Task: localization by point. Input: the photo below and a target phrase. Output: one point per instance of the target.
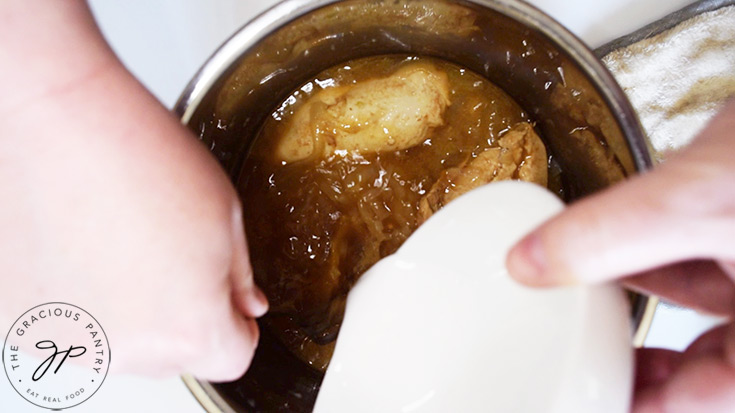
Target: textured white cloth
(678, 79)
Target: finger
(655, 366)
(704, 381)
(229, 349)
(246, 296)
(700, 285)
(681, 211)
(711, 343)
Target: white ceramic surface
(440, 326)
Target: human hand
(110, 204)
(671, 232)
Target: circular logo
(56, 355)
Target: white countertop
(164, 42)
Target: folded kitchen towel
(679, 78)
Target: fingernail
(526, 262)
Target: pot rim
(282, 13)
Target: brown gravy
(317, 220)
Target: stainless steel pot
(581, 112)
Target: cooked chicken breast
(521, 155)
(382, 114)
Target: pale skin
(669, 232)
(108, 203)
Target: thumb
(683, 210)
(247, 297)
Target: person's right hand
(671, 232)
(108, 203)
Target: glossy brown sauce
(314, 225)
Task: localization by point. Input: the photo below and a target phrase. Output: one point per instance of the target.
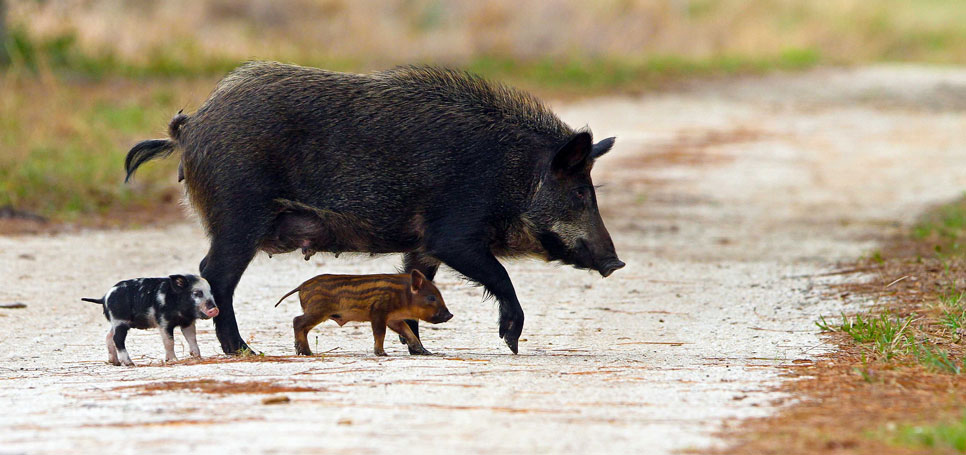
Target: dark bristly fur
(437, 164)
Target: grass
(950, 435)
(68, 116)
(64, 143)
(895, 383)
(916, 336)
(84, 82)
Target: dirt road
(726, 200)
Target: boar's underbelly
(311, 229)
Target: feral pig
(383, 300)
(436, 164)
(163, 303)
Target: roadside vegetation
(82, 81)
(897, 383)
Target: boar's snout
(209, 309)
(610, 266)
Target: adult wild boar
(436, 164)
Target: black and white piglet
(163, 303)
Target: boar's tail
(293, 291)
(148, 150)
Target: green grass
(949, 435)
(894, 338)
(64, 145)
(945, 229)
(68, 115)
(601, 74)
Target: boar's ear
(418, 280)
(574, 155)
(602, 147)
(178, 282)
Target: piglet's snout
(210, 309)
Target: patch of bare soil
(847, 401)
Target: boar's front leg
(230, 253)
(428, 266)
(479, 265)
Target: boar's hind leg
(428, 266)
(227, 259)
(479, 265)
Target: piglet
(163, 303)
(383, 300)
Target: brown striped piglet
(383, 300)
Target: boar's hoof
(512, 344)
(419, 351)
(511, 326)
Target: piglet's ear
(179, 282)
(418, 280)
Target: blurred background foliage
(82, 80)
================
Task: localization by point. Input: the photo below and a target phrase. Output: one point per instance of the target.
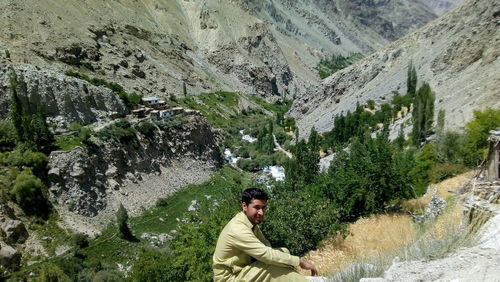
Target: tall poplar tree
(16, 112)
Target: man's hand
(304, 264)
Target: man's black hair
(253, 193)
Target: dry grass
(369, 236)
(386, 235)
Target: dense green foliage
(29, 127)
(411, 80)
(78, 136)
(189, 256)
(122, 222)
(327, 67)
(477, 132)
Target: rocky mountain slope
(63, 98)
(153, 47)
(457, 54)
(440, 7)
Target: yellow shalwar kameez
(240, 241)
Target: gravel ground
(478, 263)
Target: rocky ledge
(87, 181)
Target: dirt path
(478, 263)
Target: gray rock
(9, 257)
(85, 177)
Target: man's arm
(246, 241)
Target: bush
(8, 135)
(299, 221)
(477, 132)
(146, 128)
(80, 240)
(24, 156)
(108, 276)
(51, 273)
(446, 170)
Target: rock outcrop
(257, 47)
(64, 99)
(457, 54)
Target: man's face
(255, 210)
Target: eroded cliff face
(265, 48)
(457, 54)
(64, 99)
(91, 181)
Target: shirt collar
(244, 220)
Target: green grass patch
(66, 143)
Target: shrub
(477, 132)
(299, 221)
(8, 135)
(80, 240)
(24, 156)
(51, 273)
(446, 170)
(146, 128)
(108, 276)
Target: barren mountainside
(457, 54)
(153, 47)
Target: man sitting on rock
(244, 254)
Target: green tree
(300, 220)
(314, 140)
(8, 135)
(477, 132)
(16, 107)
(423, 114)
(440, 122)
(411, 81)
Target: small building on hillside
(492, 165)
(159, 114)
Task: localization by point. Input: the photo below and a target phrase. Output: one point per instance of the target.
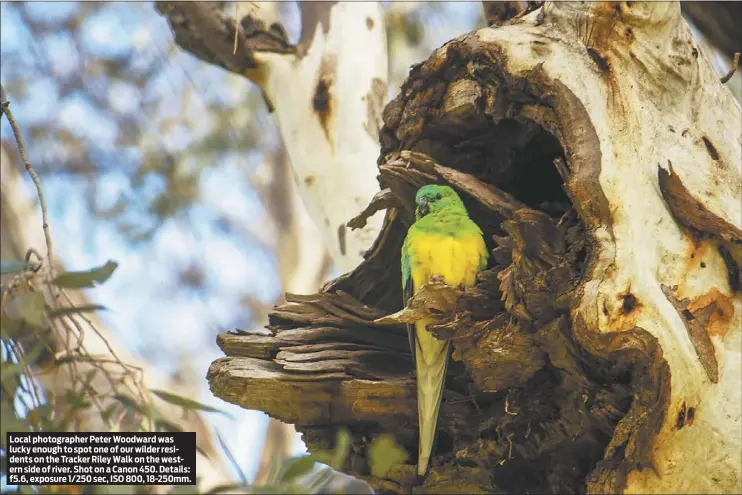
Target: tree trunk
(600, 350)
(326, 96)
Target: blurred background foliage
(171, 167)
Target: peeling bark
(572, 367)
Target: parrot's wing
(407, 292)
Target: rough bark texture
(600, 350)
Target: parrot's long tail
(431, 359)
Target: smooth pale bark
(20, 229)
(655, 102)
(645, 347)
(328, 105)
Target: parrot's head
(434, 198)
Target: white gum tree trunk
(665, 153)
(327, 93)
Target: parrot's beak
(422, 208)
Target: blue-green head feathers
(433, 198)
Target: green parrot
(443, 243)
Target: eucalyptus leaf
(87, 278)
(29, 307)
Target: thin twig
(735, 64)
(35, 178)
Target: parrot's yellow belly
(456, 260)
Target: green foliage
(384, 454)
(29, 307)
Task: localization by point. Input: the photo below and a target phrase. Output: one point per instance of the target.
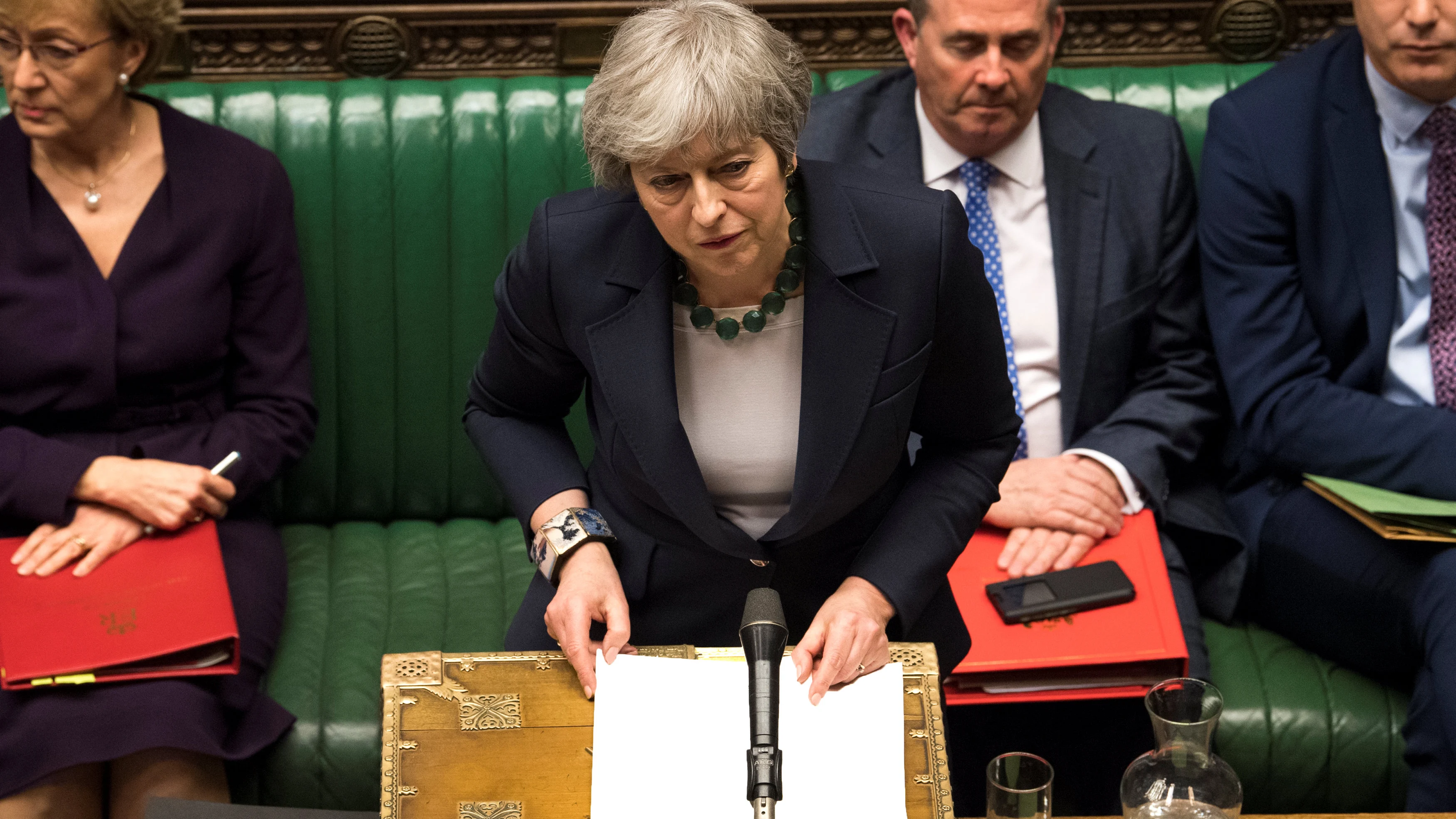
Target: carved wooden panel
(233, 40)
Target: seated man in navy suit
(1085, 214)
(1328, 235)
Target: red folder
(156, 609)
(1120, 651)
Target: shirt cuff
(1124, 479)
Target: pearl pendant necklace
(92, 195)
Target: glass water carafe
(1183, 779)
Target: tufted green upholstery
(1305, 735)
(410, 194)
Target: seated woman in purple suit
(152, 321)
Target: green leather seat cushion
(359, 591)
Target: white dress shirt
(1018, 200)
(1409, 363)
================
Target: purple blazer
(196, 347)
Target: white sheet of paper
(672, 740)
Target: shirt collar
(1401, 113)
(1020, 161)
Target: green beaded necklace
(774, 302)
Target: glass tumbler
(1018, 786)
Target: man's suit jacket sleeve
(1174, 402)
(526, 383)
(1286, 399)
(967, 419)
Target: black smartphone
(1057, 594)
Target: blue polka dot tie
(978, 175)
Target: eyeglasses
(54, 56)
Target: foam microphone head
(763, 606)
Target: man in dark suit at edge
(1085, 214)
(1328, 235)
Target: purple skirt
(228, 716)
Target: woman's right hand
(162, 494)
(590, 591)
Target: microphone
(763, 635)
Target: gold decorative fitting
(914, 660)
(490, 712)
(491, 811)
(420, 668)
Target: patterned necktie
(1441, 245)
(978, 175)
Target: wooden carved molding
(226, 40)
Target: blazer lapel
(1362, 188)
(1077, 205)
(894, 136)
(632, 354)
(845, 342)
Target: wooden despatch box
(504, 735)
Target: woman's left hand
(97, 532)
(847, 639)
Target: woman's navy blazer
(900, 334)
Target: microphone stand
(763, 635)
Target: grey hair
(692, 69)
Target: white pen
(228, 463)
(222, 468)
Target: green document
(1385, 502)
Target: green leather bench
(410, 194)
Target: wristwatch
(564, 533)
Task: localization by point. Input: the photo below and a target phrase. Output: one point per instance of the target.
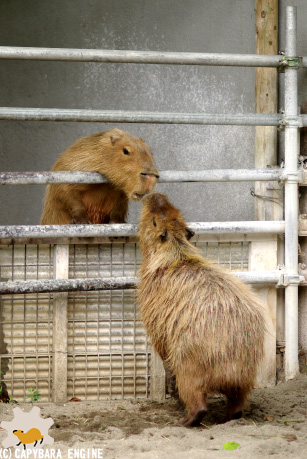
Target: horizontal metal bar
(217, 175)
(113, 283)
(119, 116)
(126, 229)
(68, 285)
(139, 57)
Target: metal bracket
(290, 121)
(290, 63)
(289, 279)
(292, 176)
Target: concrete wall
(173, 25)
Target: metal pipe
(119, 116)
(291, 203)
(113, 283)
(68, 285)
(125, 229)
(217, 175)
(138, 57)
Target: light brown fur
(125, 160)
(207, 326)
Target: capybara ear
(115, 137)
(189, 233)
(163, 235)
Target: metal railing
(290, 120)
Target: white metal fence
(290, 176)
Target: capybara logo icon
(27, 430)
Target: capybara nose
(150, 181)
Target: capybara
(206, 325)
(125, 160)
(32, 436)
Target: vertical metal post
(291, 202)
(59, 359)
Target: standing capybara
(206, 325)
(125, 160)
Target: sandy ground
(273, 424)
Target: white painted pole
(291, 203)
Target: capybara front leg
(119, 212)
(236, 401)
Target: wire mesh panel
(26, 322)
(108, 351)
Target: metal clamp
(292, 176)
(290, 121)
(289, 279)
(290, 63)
================
- [GOAL OF THE EXERCISE]: Copy word for word the part of the records that opens with the line containing "Target: seated woman in purple suit" and closes with the line containing "(1409, 363)", including both of those lines.

- [EXERCISE RESULT]:
Target: seated woman in purple suit
(152, 321)
Target: green leather seat cushion
(359, 591)
Target: white dress shirt
(1018, 200)
(1409, 363)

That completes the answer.